_Exercise task_
Convert every line of the records below into a JSON list of strings, with one string per line and blank lines omitted. Leave the pictures out of the list.

Extracted data entries
+-------+

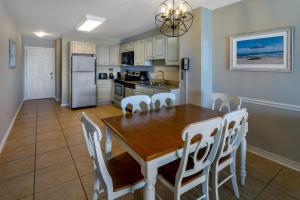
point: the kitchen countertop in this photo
(163, 87)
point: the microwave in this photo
(128, 58)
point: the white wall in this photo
(196, 45)
(272, 129)
(65, 61)
(11, 80)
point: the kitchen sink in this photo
(152, 83)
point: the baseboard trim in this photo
(274, 157)
(10, 127)
(271, 104)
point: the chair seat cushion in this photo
(168, 172)
(124, 171)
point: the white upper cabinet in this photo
(82, 47)
(158, 47)
(155, 48)
(114, 55)
(127, 47)
(90, 48)
(103, 55)
(108, 55)
(149, 49)
(171, 51)
(139, 52)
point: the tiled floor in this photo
(45, 158)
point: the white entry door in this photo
(39, 73)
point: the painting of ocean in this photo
(262, 51)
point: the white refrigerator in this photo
(83, 81)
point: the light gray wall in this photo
(273, 130)
(38, 42)
(58, 69)
(11, 80)
(196, 45)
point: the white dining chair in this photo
(119, 175)
(164, 99)
(135, 102)
(201, 141)
(225, 101)
(233, 130)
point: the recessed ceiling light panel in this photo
(40, 34)
(89, 23)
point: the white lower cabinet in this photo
(104, 91)
(150, 91)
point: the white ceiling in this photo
(124, 18)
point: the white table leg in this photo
(149, 170)
(243, 156)
(107, 143)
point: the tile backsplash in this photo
(170, 72)
(105, 69)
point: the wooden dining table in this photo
(154, 138)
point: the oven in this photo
(119, 93)
(128, 58)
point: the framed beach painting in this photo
(270, 50)
(12, 54)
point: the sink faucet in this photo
(163, 76)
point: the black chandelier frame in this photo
(177, 23)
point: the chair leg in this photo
(176, 195)
(96, 195)
(215, 183)
(205, 190)
(233, 179)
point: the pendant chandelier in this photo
(174, 19)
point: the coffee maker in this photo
(111, 74)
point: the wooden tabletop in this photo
(156, 133)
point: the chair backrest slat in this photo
(93, 136)
(201, 141)
(234, 125)
(135, 101)
(162, 98)
(225, 102)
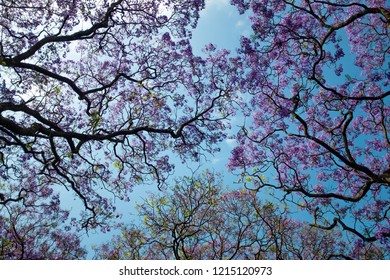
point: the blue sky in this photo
(220, 24)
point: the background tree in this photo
(37, 228)
(199, 219)
(95, 93)
(318, 131)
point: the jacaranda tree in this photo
(317, 132)
(200, 219)
(96, 95)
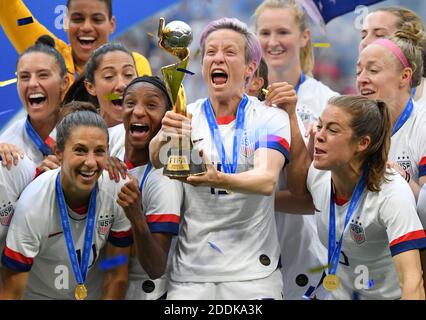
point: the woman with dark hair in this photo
(65, 217)
(227, 246)
(42, 82)
(366, 213)
(89, 23)
(385, 21)
(284, 33)
(151, 201)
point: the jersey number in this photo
(218, 191)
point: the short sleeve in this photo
(273, 132)
(399, 216)
(162, 199)
(18, 177)
(121, 229)
(24, 237)
(421, 146)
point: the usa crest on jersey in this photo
(104, 223)
(6, 213)
(357, 233)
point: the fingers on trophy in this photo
(175, 37)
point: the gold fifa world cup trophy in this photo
(175, 37)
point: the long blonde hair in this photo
(306, 53)
(411, 21)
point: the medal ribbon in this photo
(214, 130)
(80, 271)
(35, 138)
(406, 113)
(302, 79)
(333, 249)
(145, 175)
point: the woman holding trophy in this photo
(227, 246)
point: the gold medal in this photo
(331, 282)
(80, 292)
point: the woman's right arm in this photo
(173, 126)
(14, 284)
(23, 36)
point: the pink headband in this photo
(394, 49)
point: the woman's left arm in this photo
(261, 179)
(409, 271)
(116, 279)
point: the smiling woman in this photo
(42, 81)
(65, 217)
(152, 203)
(227, 246)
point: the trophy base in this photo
(178, 166)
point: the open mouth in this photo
(219, 77)
(86, 41)
(36, 98)
(367, 92)
(276, 52)
(117, 102)
(319, 151)
(138, 128)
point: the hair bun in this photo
(411, 33)
(46, 40)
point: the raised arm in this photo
(116, 279)
(151, 248)
(23, 36)
(173, 127)
(261, 179)
(409, 271)
(14, 284)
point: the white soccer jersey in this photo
(12, 183)
(408, 145)
(36, 241)
(230, 237)
(117, 135)
(17, 135)
(161, 200)
(312, 98)
(421, 102)
(301, 250)
(384, 224)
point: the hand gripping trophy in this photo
(175, 37)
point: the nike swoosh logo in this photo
(55, 234)
(198, 140)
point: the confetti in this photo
(113, 96)
(319, 269)
(308, 293)
(214, 247)
(322, 45)
(5, 112)
(25, 21)
(7, 82)
(185, 71)
(112, 262)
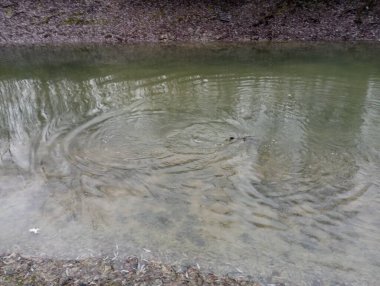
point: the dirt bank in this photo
(19, 270)
(112, 21)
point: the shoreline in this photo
(24, 270)
(165, 21)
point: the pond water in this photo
(249, 160)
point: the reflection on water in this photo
(259, 159)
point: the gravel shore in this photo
(18, 270)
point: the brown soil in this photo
(19, 270)
(112, 21)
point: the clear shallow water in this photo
(263, 160)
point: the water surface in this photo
(251, 160)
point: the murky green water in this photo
(263, 160)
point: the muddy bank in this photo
(112, 21)
(19, 270)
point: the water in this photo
(259, 159)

+-------+

_Answer in full_
[
  "point: the kitchen countertop in this photo",
  "(163, 87)",
  "point: the microwave in this photo",
  "(128, 58)",
  "point: the white wall in this photo",
  "(196, 45)",
  "(272, 129)",
  "(65, 61)",
  "(11, 80)",
  "point: the kitchen sink in this photo",
  "(152, 83)",
  "point: the baseboard trim in this photo",
  "(274, 157)",
  "(10, 127)",
  "(271, 104)",
  "point: the chair seat cushion in this photo",
  "(168, 172)",
  "(124, 171)",
  "point: the white upper cabinet in this photo",
  "(82, 47)",
  "(158, 47)",
  "(155, 48)",
  "(114, 55)",
  "(127, 47)",
  "(90, 48)",
  "(103, 55)",
  "(108, 55)",
  "(149, 49)",
  "(171, 51)",
  "(139, 52)",
  "point: the tiled floor in this photo",
  "(45, 158)",
  "point: the white entry door in this photo",
  "(39, 73)",
  "point: the painting of ocean in this photo",
  "(262, 51)",
  "point: the white refrigerator in this photo",
  "(83, 81)",
  "point: the light gray wall in this photo",
  "(273, 130)",
  "(38, 42)",
  "(58, 69)",
  "(11, 80)",
  "(196, 45)",
  "point: the white dining chair in this photo",
  "(119, 175)",
  "(164, 99)",
  "(135, 102)",
  "(201, 141)",
  "(225, 101)",
  "(233, 130)",
  "point: the recessed ceiling light panel in this photo",
  "(40, 34)",
  "(89, 23)",
  "point: the white lower cabinet in this photo",
  "(104, 91)",
  "(150, 91)",
  "point: the white ceiling in this photo",
  "(124, 18)",
  "point: the white table leg in this photo",
  "(149, 170)",
  "(243, 156)",
  "(107, 143)",
  "point: the tile backsplash in this photo",
  "(170, 72)",
  "(105, 69)",
  "point: the wooden dining table in this photo",
  "(154, 138)",
  "point: the oven in this photo",
  "(119, 93)",
  "(128, 58)",
  "point: the framed beach painting in this photo",
  "(270, 50)",
  "(12, 54)",
  "point: the sink faucet in this photo",
  "(163, 76)",
  "point: the black chandelier frame in this photo",
  "(177, 23)",
  "point: the chair leg in this photo",
  "(176, 195)",
  "(96, 195)",
  "(215, 183)",
  "(205, 190)",
  "(233, 179)",
  "point: the pendant chandelier in this photo",
  "(174, 19)",
  "point: the coffee maker in this photo",
  "(111, 74)",
  "point: the wooden tabletop in this photo",
  "(156, 133)",
  "point: the chair backrest slat in this photo",
  "(93, 136)",
  "(201, 141)",
  "(234, 125)",
  "(135, 101)",
  "(162, 98)",
  "(225, 102)",
  "point: the blue sky in this photo",
  "(220, 24)",
  "point: the background tree in this photo",
  "(37, 228)",
  "(199, 219)",
  "(95, 93)",
  "(318, 131)",
  "point: the jacaranda tree in this photo",
  "(317, 132)",
  "(200, 219)",
  "(96, 95)",
  "point: the woman with dark hair in this photo",
  "(65, 217)",
  "(227, 246)",
  "(42, 82)",
  "(366, 213)",
  "(89, 23)",
  "(385, 21)",
  "(284, 33)",
  "(151, 201)",
  "point: the jersey number in this photo",
  "(218, 191)",
  "point: the short sleeve in this photo",
  "(273, 132)",
  "(399, 216)",
  "(162, 199)",
  "(18, 177)",
  "(121, 229)",
  "(24, 237)",
  "(421, 146)",
  "point: the usa crest on jersey in this photo",
  "(104, 223)",
  "(6, 213)",
  "(357, 233)",
  "point: the fingers on trophy in this photo",
  "(175, 37)",
  "point: the gold fifa world cup trophy in this photo",
  "(175, 37)",
  "point: the long blonde hair in this photo",
  "(306, 53)",
  "(411, 21)",
  "point: the medal ribbon in this photo",
  "(214, 130)",
  "(80, 271)",
  "(35, 138)",
  "(406, 113)",
  "(302, 79)",
  "(333, 249)",
  "(145, 175)",
  "point: the woman holding trophy in this photo",
  "(227, 246)",
  "point: the gold medal in this photo",
  "(331, 282)",
  "(80, 292)",
  "point: the woman's right arm in this photo",
  "(173, 126)",
  "(14, 284)",
  "(23, 36)",
  "point: the pink headband in this photo",
  "(394, 49)",
  "point: the woman's left arm in this photo",
  "(261, 179)",
  "(409, 271)",
  "(116, 279)",
  "point: the smiling woman in this photo",
  "(42, 81)",
  "(65, 217)",
  "(152, 203)",
  "(227, 246)",
  "point: the trophy base in this photo",
  "(178, 166)",
  "point: the open mouth in this photo",
  "(219, 77)",
  "(86, 41)",
  "(36, 98)",
  "(367, 92)",
  "(276, 52)",
  "(117, 102)",
  "(319, 151)",
  "(138, 128)",
  "point: the hair bun in this photo",
  "(411, 33)",
  "(46, 40)",
  "point: the raised arm in this photo",
  "(116, 279)",
  "(151, 248)",
  "(23, 36)",
  "(173, 127)",
  "(261, 179)",
  "(409, 271)",
  "(14, 284)",
  "point: the white soccer jersey in this photo",
  "(12, 183)",
  "(408, 145)",
  "(36, 241)",
  "(230, 237)",
  "(117, 135)",
  "(17, 135)",
  "(161, 200)",
  "(312, 98)",
  "(421, 102)",
  "(301, 250)",
  "(384, 224)",
  "point: the hand gripping trophy in this photo",
  "(175, 37)",
  "point: the nike swoosh logo in this photo",
  "(55, 234)",
  "(198, 140)",
  "point: the confetti in this photo",
  "(113, 96)",
  "(319, 269)",
  "(308, 293)",
  "(214, 247)",
  "(322, 45)",
  "(5, 112)",
  "(25, 21)",
  "(7, 82)",
  "(185, 71)",
  "(112, 262)",
  "point: the dirt bank in this photo",
  "(19, 270)",
  "(112, 21)",
  "point: the shoreline in this photo",
  "(24, 270)",
  "(165, 21)",
  "point: the pond water in this photo",
  "(249, 160)",
  "point: the reflection on water in this photo",
  "(259, 159)",
  "point: the gravel shore in this photo",
  "(18, 270)",
  "point: the brown soil in this photo",
  "(19, 270)",
  "(112, 21)",
  "point: the clear shallow water in this photo",
  "(263, 160)",
  "point: the water surface in this photo",
  "(251, 160)",
  "point: the murky green water in this photo",
  "(263, 160)",
  "point: the muddy bank in this photo",
  "(112, 21)",
  "(19, 270)",
  "point: the water in this photo",
  "(259, 159)"
]